---------- Records to process
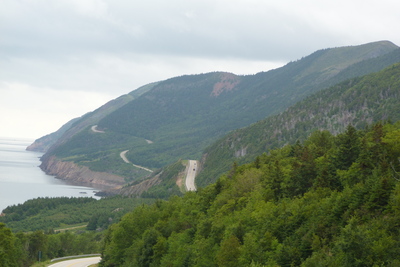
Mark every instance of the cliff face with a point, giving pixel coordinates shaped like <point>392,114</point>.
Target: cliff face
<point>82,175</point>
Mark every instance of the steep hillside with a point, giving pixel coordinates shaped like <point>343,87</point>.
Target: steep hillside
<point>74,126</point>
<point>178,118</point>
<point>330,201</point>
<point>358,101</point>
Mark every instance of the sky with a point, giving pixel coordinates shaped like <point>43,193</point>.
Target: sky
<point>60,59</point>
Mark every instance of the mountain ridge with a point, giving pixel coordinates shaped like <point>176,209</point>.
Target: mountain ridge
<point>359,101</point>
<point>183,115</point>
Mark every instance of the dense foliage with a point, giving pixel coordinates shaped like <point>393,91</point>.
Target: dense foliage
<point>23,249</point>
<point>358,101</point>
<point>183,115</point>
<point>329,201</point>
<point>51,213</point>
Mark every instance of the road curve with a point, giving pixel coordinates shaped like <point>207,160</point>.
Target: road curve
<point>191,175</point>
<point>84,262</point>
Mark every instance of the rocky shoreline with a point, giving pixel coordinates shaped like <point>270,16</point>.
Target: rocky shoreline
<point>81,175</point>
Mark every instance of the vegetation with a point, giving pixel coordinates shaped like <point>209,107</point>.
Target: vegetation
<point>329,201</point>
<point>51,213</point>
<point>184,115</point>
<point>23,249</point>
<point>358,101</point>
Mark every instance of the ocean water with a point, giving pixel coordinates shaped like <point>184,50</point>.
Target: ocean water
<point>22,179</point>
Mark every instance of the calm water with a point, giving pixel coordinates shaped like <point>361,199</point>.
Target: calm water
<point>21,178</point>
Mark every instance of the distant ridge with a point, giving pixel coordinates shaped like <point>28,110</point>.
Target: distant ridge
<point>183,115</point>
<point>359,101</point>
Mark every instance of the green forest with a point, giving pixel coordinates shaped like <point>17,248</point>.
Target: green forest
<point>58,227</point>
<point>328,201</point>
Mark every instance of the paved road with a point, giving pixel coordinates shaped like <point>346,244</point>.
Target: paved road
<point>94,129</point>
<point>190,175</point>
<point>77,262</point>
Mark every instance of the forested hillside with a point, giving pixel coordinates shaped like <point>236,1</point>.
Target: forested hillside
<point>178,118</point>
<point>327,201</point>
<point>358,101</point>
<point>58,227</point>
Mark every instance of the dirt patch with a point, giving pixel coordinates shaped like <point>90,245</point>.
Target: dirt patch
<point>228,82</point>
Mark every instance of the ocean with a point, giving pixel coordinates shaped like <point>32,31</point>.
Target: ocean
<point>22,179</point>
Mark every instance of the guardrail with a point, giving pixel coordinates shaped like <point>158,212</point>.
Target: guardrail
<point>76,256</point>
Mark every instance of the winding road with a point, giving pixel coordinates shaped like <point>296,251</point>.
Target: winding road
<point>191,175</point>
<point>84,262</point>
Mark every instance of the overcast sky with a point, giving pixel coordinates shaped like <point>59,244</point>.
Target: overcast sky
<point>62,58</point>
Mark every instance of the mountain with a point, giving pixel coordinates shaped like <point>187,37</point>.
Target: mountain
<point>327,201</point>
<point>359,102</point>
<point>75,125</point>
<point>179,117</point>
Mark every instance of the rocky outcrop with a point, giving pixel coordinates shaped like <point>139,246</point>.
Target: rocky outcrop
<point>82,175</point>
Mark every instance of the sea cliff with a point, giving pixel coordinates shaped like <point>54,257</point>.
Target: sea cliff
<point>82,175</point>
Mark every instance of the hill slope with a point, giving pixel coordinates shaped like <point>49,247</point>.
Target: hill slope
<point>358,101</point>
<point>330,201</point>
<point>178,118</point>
--------------------
* _Written task_
Format every line of the data above as a JSON list of strings, one string per line, leaving out blank lines and the pictures.

* _Complete output_
[
  "Mark every instance of the cliff face with a point, giving pixel coordinates shaped like <point>392,114</point>.",
  "Target: cliff face",
  "<point>82,175</point>",
  "Mark every instance of the steep hillside with a point, giving pixel coordinates shaped like <point>343,87</point>.",
  "Target: steep hillside",
  "<point>74,126</point>",
  "<point>178,118</point>",
  "<point>330,201</point>",
  "<point>358,101</point>",
  "Mark every instance of the sky with a point, giving pixel coordinates shaped like <point>43,193</point>.",
  "Target: sky",
  "<point>60,59</point>",
  "Mark every instance of the mountain ridge with a point, giving pixel coordinates shaped like <point>176,209</point>.",
  "Target: mountain ridge",
  "<point>359,101</point>",
  "<point>183,115</point>",
  "Mark every instance of the dense foliage with a point, giving pixel coordinates shaped like <point>393,91</point>.",
  "Target: dense foliage",
  "<point>23,249</point>",
  "<point>358,101</point>",
  "<point>183,115</point>",
  "<point>329,201</point>",
  "<point>51,213</point>",
  "Mark every instance of the road curve with a point, giving pixel coordinates shaped like <point>207,160</point>.",
  "Target: road curve",
  "<point>191,175</point>",
  "<point>84,262</point>",
  "Mark every instance of the rocky shoreline with a point, giving pixel coordinates shaped like <point>270,16</point>.",
  "Target: rocky shoreline",
  "<point>81,175</point>",
  "Mark every instance of the vegetation with a point, giving pixel coordinates shaped like <point>209,107</point>.",
  "Target: vegetation",
  "<point>329,201</point>",
  "<point>51,213</point>",
  "<point>184,115</point>",
  "<point>23,249</point>",
  "<point>358,101</point>",
  "Mark every instance of the ocean water with a point, giving pixel coordinates shaped like <point>184,50</point>.",
  "Target: ocean water",
  "<point>22,179</point>",
  "Mark every instance of the calm water with a point, giving pixel coordinates shaped like <point>361,199</point>.",
  "Target: calm water",
  "<point>21,178</point>",
  "Mark every instance of the distant ridge with a point, giving pixel coordinates shaped like <point>28,110</point>.",
  "Target: distant ridge",
  "<point>183,115</point>",
  "<point>359,101</point>",
  "Mark every instance of the green forest with a point, giving pixel coordinates shaped like <point>17,248</point>.",
  "Target: green forest",
  "<point>58,227</point>",
  "<point>328,201</point>",
  "Mark every instance of the paved road with a point, giving pixel coordinates shaped like <point>346,244</point>.",
  "Target: paved road",
  "<point>94,129</point>",
  "<point>190,175</point>",
  "<point>77,262</point>",
  "Mark every instance of the forested hillside with a point, giving pixel coordinates shaped like <point>236,1</point>.",
  "Target: forested hillside",
  "<point>178,118</point>",
  "<point>327,201</point>",
  "<point>358,101</point>",
  "<point>58,227</point>",
  "Mark every instance of the dirt patch with a point, giving pixel coordinates shaped like <point>90,245</point>.",
  "Target: dirt patch",
  "<point>228,82</point>",
  "Mark every instance of the ocean with a point, giving pixel coordinates shaped like <point>32,31</point>.",
  "Target: ocean",
  "<point>22,179</point>",
  "Mark every instance of the guardrail with a point, giving pixel coordinates shaped like <point>158,212</point>.",
  "Target: guardrail",
  "<point>76,256</point>",
  "Mark every instance of the winding road with a point, giving pixel coordinates shaped like <point>296,251</point>.",
  "Target: winding road",
  "<point>191,175</point>",
  "<point>84,262</point>",
  "Mark every instance of the overcast sky with a point, giving pixel coordinates shaped like <point>59,244</point>.",
  "Target: overcast sky",
  "<point>62,58</point>",
  "Mark every instance of the mountain with a point, giving pixel coordinates shaped like <point>187,37</point>.",
  "Target: mountain",
  "<point>327,201</point>",
  "<point>359,102</point>",
  "<point>75,125</point>",
  "<point>179,117</point>",
  "Mark every instance of the rocky outcrop with a point, giving pixel coordinates shaped like <point>139,246</point>.",
  "Target: rocky outcrop",
  "<point>82,175</point>",
  "Mark every instance of the sea cliff with a point, giving pixel coordinates shaped like <point>54,257</point>.",
  "Target: sea cliff",
  "<point>82,175</point>",
  "Mark every instance of the hill slope with a point, giving pixel coordinates shaped like <point>49,247</point>.",
  "Target: hill slope",
  "<point>358,101</point>",
  "<point>330,201</point>",
  "<point>178,118</point>"
]